> _Written problem A_
In the preschool post, what three things does it say teachers do every day in their lesson plans?

Sunday, January 6, 2008

Going Green in Preschool

Green. That seems to be the buzz word for this generation. But preschool teachers have been "green" for the longest time and didn't even know it in many cases.

As preschool teachers in our lesson plans, we reduce, reuse, and recycle everyday. When we cut the plastic butter tops into Christmas ornaments, take that weeks worth of old newspapers and make paper mache, or make plastic soda bottles into an experiment about the ocean or the rain forest we are being "green". We have been doing it for years and never gotten credit for it. We were just stretching the meager budgets we are given to educate our children.

But what if we continued our "green" ways and taught the kids those same values? Reduce, Recycle, Reuse. In 2027, we may have solved the energy problems, fixed that hole in the ozone and ended air and water pollution. But how could a population with such small resources like teachers solve such big issues as these? Because we are leading today's biggest resource- our children. We teach them and they go out and solve the problems of the past and save this beautiful earth for our grandchildren and great grandchildren. I know how corny it sounds, but the children ARE our future. And if we, as teachers, not to mention, parents lead them in the right way, we can contribute to the resolution of all of our environmental issues.

> _Materials provided_
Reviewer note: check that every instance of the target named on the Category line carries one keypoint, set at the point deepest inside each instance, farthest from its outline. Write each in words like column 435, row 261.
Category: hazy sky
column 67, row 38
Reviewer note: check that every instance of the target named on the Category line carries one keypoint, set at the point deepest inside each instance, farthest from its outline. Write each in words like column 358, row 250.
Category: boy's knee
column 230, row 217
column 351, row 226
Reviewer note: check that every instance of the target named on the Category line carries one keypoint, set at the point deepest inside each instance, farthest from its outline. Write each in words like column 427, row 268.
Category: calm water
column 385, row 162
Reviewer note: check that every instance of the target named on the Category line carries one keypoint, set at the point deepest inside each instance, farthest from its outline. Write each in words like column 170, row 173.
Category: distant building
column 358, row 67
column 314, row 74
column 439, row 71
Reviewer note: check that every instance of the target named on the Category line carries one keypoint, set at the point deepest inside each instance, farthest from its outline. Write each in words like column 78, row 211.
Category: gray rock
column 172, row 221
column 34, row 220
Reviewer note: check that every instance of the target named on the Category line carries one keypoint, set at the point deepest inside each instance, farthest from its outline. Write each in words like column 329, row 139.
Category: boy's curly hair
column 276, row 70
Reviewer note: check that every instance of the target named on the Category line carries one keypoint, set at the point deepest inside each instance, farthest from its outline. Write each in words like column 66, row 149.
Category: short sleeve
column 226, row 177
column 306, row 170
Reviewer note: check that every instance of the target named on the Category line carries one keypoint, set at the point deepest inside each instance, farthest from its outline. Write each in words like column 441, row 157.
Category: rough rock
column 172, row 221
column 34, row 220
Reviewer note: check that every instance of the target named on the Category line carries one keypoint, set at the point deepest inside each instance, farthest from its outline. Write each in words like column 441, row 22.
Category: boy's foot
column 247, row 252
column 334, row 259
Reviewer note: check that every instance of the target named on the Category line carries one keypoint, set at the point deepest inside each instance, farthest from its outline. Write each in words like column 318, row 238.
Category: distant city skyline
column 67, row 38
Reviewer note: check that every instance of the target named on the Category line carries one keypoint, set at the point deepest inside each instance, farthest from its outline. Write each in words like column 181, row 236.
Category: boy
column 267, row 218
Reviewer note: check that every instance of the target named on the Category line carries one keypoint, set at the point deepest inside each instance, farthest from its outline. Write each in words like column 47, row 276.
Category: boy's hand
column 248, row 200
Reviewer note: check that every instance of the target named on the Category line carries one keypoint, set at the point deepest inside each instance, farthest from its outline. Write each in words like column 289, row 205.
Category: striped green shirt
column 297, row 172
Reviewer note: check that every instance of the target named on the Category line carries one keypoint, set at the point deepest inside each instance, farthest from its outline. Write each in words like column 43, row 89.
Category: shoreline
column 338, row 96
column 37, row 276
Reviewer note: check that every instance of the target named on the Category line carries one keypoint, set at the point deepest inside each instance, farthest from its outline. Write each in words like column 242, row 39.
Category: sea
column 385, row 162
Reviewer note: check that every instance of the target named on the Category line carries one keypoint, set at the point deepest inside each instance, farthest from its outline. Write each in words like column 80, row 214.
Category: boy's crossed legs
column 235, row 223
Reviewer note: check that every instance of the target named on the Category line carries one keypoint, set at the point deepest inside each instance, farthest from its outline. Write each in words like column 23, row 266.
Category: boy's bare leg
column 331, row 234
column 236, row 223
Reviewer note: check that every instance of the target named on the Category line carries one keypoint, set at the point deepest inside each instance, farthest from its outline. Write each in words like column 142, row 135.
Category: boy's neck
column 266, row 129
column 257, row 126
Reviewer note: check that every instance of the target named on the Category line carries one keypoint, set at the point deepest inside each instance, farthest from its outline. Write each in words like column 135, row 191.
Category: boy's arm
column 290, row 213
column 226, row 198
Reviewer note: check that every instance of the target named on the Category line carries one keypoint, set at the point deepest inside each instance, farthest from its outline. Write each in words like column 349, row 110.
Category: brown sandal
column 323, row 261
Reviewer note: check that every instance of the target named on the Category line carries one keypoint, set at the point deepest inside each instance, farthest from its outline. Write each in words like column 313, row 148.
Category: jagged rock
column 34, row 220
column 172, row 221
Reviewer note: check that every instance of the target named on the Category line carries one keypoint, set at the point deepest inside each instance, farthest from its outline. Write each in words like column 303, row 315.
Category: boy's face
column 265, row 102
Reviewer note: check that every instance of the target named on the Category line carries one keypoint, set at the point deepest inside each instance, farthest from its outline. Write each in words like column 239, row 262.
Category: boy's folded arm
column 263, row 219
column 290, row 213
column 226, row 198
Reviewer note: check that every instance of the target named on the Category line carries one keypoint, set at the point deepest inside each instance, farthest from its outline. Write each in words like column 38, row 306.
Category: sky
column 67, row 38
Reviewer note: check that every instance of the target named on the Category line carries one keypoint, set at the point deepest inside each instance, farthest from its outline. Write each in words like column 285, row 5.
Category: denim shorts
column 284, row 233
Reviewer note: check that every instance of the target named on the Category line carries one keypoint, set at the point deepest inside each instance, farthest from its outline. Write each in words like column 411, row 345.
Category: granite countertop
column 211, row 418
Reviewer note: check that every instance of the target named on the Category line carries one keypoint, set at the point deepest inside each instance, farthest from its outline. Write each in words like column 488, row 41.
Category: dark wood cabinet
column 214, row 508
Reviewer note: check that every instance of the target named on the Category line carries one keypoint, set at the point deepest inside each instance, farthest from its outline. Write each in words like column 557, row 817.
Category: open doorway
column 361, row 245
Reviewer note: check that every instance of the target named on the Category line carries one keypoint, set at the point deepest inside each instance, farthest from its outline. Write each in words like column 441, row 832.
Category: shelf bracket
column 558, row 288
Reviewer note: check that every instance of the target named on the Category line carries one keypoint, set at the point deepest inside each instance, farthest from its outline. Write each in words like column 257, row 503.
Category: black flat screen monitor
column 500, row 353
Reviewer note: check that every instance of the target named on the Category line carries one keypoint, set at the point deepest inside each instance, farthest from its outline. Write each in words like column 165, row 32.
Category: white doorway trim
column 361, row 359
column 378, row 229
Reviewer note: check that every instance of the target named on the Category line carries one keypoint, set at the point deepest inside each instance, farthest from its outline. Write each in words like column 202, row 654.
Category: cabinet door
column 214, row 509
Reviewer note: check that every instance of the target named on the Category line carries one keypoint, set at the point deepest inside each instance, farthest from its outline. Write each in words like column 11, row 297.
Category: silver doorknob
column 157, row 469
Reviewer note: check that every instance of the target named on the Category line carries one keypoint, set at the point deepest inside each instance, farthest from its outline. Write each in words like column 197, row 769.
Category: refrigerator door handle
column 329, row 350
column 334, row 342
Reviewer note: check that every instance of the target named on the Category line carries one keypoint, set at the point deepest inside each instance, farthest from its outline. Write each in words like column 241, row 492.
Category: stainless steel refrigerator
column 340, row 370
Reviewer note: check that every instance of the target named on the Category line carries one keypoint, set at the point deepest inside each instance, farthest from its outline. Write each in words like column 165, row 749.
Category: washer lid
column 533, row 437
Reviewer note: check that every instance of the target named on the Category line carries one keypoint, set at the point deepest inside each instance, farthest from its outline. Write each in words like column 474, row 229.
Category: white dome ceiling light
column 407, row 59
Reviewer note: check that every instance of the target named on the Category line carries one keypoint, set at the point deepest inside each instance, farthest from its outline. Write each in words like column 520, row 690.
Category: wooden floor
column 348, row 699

> _Written problem B_
Convert part of the entries into a Markdown table with two columns, Row and Line. Number each line and skip blank lines, beginning at the line that has "80, row 214." and stopping after the line that has "column 257, row 126".

> _Task answer A_
Reduce, reuse, and recycle

> _Task answer B_
| Row | Line |
|---|---|
| 1 | Reviewer note: check that every instance of the target named on the Category line carries one keypoint, set at the point deepest inside each instance, farthest from its outline. Write each in words like column 80, row 214. |
| 2 | Category: boy's crossed legs |
| 3 | column 235, row 223 |
| 4 | Reviewer note: check that every instance of the target named on the Category line carries one keypoint, set at the point deepest inside each instance, farthest from its outline. Write each in words like column 23, row 266. |
| 5 | Category: boy's bare leg |
| 6 | column 331, row 234 |
| 7 | column 236, row 223 |
| 8 | Reviewer note: check that every instance of the target named on the Category line carries one keypoint, set at the point deepest inside each instance, farthest from its outline. Write each in words like column 142, row 135. |
| 9 | Category: boy's neck |
| 10 | column 266, row 129 |
| 11 | column 257, row 126 |